_Berdasarkan informasi_
**a.** Menurut artikel tentang evaluasi PPKM darurat, mengapa patokan angka kepositifan 5 persen sebaiknya dipakai? Jawablah dalam satu sampai tiga kalimat.
**b.** Kutip bagian artikel tentang evaluasi PPKM darurat, dimulai dari kata-kata yang memuat "Pakar Sebut Perlu" dan berakhir setelah "sistem pelayanan kesehatan.".

_Teks yang ditampilkan_
Pakar Sebut Perlu Evaluasi 3 Hal Ini Agar PPKM Darurat Efektif
saat 10 hari berjalan, kasus Covid-19 melonjak cukup tajam, bahkan pada 14 Juli 2021 untuk pertama kalinya angka kasus baru menembus angka 50 ribu,
Penulis: Rina Ayu Panca Rini
Editor: Johnson Simanjuntak
TRIBUNNEWS.COM, JAKARTA -- Kebijakan PPKM darurat telah berlangsung hampir 2 pekan sejak 4 Juli lalu.
Namun saat 10 hari berjalan, kasus Covid-19 melonjak cukup tajam, bahkan pada 14 Juli 2021 untuk pertama kalinya angka kasus baru menembus angka 50 ribu, tepatnya 54.517.
Guru Besar Fakultas Kedokteran Universitas Indonesia (FKUI), Prof Tjandra Yoga mengungkapkan 3 pendekatan yang dapat menilai efektivitas PPKM darurat yang sudah dilaksanakan selama ini, yaitu epidemiologi, sistem surveilans dan sistem pelayanan kesehatan.
Pertama, epidemiologi yaitu dilihat dari jumlah kasus baru dan juga angka kepositifan.
Untuk evaluasi PPKM darurat dapat saja dipilih kalau angka kasus baru per hari sudah lebih rendah dari jumlah tertentu, misalnya di bawah 10.000 per hari.
Kemudian, angka kepositifan. Untuk ini maka memang sebaiknya dipakai patokan 5 persen agar menjamin penularan di masyarakat memang sudah rendah.
"Apalagi banyak negara tetangga kita (dan juga India) angkanya memang 2% atau 3% saja, kecuali negara tertentu," ujarnya dalam keterangan tertulis, Senin (19/7/2021).
Baca juga: Mendagri Terbitkan SE Penertiban PPKM, Ingin Pencegahan Covid-19 Prioritaskan Keselamatan Rakyat
Lalu yang kedua adalah kriteria surveilans kesehatan masyarakat, setidaknya dua hal yang harus dicapai, yakni jumlah tes yang dilakukan harus terus dinaikkan dengan amat tinggi, dan kegiatan dilanjutkan dengan telusur yang masif.
"Kalau India sudah berhasil melakukan tes pada sekitar 2 juta orang seharinya dan melakukan tes sampai 500 ribu sehari nampaknya patut dikejar untuk dicapai," ungkap Mantan Direktur WHO Asia Tenggara ini.
Sesudah itu, setiap kasus positif perlu ditelusuri antara 15-30 kontak.
"Kalau diantara mereka ada yang ternyata positif COVID-19 maka harus ditelusuri lagi 15-30 kontaknya lagi, dan demikian seterusnya," kata dia.
Memang dengan jumlah tes yang besar dan akan ditemukan kasus yang lebih banyak, tapi ini mendapatkan gambaran yang sebenarnya terjadi dan dapat mengambil kebijakan.

_Materi yang diberikan_
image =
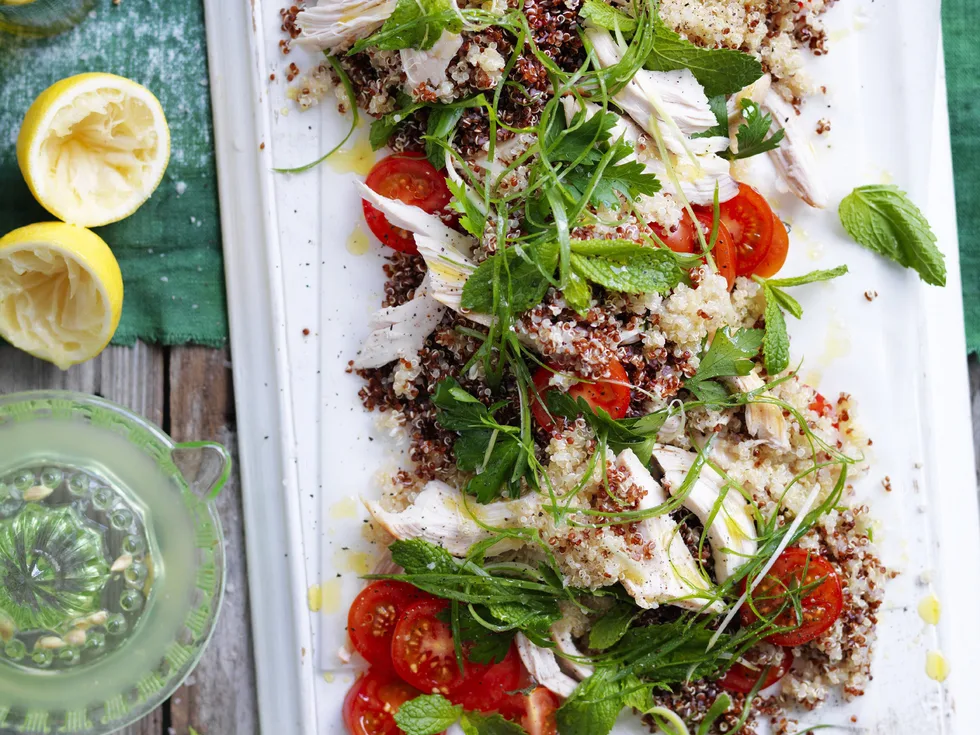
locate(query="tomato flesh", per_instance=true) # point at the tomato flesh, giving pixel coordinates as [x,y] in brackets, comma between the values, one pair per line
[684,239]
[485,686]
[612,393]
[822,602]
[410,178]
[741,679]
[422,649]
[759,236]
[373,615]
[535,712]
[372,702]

==

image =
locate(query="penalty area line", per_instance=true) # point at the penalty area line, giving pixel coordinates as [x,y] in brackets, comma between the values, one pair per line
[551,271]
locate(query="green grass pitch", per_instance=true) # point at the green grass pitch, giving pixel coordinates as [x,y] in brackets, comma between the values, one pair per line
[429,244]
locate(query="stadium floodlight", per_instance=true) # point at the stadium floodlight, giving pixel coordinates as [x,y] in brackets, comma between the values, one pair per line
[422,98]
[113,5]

_Jawaban berurutan_
**a.** Patokan angka kepositifan 5 persen sebaiknya dipakai agar dapat menjamin bahwa penularan di masyarakat memang sudah rendah. Hal ini diperkuat oleh kenyataan bahwa angka kepositifan di banyak negara tetangga, dan juga di India, hanya 2% atau 3%, kecuali di negara tertentu.

**b.**
Pakar Sebut Perlu Evaluasi 3 Hal Ini Agar PPKM Darurat Efektif
saat 10 hari berjalan, kasus Covid-19 melonjak cukup tajam, bahkan pada 14 Juli 2021 untuk pertama kalinya angka kasus baru menembus angka 50 ribu,
Penulis: Rina Ayu Panca Rini
Editor: Johnson Simanjuntak
TRIBUNNEWS.COM, JAKARTA -- Kebijakan PPKM darurat telah berlangsung hampir 2 pekan sejak 4 Juli lalu.
Namun saat 10 hari berjalan, kasus Covid-19 melonjak cukup tajam, bahkan pada 14 Juli 2021 untuk pertama kalinya angka kasus baru menembus angka 50 ribu, tepatnya 54.517.
Guru Besar Fakultas Kedokteran Universitas Indonesia (FKUI), Prof Tjandra Yoga mengungkapkan 3 pendekatan yang dapat menilai efektivitas PPKM darurat yang sudah dilaksanakan selama ini, yaitu epidemiologi, sistem surveilans dan sistem pelayanan kesehatan.